--- VORGEGEBENER TEXT ---

Having said this, wollen wir uns nun zu Gemüte führen, wie man eine wenig erfolgreich operierende social networking Site mit Hilfe diverser Blog- und Mediengestalten sowie ihrer Abschreiber gross macht. Es geht um die Studentenplattform Facebook.com, die heute mutmasslich der Marktführer in der westlichen Welt sein dürfte. Das hat eine Menge positiver Medienberichte zur Folge, insbesondere die immer wieder aufflackernden Gerüchte, das Portal werde mit Milliarden bewertet und irrsinnig teuer an einen der grossen Player wie Yahoo oder Google verkauft.

---

Bitte schreiben Sie aus dem Text über Facebook die Stelle von „Having said this, wollen“ bis „oder Google verkauft.“ wörtlich ab.

--- ENTNOMMENES MATERIAL ---

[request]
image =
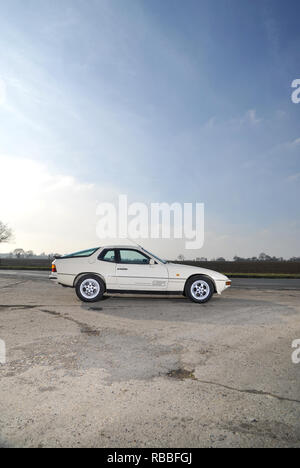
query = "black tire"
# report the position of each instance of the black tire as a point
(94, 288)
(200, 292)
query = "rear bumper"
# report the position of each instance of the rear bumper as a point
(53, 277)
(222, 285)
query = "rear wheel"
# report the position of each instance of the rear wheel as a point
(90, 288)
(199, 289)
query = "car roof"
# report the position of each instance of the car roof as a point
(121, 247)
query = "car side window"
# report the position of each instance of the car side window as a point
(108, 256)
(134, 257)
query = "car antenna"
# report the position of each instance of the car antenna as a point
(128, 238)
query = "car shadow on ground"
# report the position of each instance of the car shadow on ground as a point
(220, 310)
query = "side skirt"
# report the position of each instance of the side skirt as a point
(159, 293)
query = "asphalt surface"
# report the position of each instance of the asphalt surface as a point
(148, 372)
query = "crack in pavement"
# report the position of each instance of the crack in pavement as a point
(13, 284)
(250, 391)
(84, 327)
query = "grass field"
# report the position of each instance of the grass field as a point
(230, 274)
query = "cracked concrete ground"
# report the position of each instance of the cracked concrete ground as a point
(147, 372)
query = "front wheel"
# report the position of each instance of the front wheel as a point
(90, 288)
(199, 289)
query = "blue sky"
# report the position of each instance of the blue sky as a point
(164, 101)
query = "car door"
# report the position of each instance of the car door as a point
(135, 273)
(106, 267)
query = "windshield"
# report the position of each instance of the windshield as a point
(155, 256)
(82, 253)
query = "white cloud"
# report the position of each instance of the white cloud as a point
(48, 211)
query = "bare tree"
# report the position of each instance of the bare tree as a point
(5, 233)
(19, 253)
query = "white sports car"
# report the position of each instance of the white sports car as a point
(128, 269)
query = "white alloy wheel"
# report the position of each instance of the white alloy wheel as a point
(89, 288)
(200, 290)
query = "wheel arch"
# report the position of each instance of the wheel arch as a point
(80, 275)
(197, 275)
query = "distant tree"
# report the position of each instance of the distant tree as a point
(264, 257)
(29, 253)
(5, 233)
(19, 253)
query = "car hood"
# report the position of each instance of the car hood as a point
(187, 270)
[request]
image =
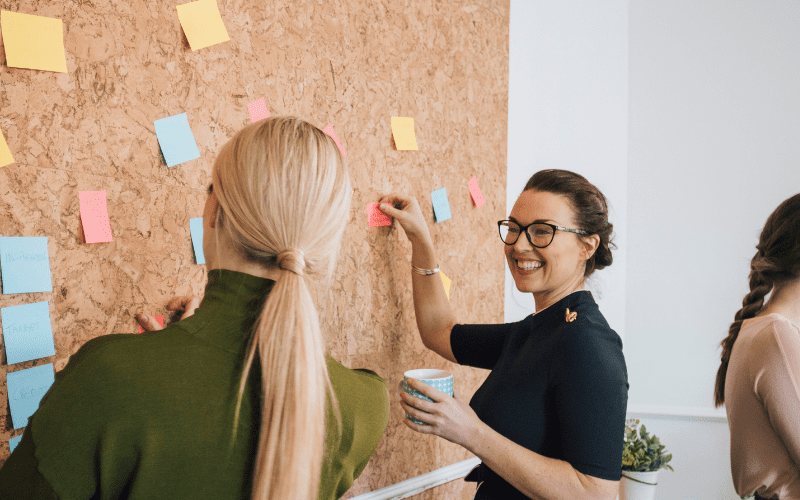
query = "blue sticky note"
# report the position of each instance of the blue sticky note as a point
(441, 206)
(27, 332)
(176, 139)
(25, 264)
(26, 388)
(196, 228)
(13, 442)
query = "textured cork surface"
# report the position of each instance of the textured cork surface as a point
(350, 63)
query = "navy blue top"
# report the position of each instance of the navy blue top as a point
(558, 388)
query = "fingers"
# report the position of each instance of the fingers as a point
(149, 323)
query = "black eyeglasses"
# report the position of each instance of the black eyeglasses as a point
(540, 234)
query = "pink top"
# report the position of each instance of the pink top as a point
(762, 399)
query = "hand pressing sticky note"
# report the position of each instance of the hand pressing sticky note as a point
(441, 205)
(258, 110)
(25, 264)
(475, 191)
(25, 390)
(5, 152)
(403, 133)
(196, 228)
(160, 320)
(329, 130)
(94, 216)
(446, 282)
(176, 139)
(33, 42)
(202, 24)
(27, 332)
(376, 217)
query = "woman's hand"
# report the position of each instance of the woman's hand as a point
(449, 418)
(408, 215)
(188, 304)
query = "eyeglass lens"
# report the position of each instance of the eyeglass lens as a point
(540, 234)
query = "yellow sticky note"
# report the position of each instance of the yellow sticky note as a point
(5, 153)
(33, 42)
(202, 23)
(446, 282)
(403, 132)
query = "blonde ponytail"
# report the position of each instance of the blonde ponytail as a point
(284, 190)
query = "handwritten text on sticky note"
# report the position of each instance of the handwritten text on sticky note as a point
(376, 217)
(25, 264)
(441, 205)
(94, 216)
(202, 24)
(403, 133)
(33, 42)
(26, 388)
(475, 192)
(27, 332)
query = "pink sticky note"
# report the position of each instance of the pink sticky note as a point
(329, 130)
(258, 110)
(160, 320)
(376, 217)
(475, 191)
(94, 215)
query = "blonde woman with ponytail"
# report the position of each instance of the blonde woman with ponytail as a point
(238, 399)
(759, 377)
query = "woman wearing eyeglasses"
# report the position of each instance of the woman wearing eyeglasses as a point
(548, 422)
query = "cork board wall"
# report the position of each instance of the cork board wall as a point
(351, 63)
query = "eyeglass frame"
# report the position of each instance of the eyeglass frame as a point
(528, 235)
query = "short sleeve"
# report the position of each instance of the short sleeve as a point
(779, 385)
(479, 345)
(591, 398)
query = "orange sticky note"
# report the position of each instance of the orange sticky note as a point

---

§ **LÖSUNG DER AUFGABE**
Having said this, wollen wir uns nun zu Gemüte führen, wie man eine wenig erfolgreich operierende social networking Site mit Hilfe diverser Blog- und Mediengestalten sowie ihrer Abschreiber gross macht. Es geht um die Studentenplattform Facebook.com, die heute mutmasslich der Marktführer in der westlichen Welt sein dürfte. Das hat eine Menge positiver Medienberichte zur Folge, insbesondere die immer wieder aufflackernden Gerüchte, das Portal werde mit Milliarden bewertet und irrsinnig teuer an einen der grossen Player wie Yahoo oder Google verkauft.